**** Working data

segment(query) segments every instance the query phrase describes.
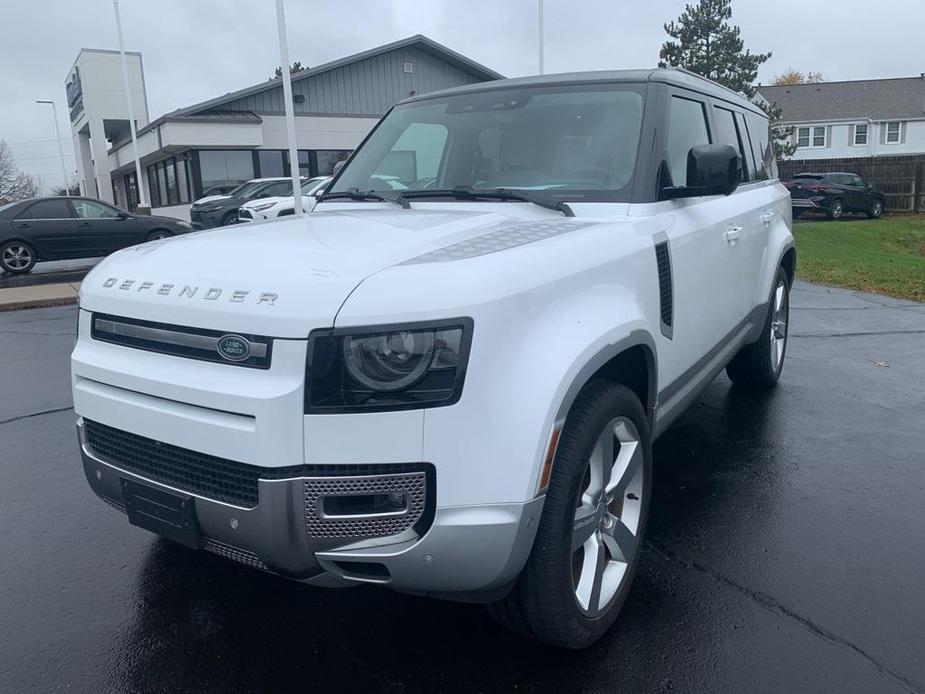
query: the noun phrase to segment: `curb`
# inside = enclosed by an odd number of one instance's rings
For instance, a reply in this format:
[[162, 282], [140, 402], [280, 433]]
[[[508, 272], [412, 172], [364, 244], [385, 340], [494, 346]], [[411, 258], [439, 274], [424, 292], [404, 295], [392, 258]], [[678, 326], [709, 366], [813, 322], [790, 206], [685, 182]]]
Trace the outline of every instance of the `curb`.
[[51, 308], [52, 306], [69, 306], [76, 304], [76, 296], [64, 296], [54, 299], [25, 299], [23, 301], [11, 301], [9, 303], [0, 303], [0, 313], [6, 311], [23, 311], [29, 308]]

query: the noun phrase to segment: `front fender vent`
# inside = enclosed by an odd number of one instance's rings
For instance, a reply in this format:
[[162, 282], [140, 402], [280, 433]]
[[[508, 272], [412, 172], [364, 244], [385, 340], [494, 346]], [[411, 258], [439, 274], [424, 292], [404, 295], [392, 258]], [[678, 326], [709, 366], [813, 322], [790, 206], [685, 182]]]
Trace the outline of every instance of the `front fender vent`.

********

▸ Work to be completed
What is the number of lines above that hold the string "phrase"? Answer with that number alone.

▸ Answer for this exercise
3